DESCRIPTION OF THE TASK:
Rename "pin" to "marker" everywhere in the material below and reproduce it with nothing else altered.

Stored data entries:
━━━━━━
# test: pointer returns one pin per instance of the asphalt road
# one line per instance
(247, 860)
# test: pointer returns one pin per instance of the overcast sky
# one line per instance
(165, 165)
━━━━━━
TASK SOLUTION:
# test: pointer returns one marker per instance of the asphalt road
# one line per instance
(247, 860)
# test: pointer returns one marker per instance of the overcast sky
# one line per instance
(165, 165)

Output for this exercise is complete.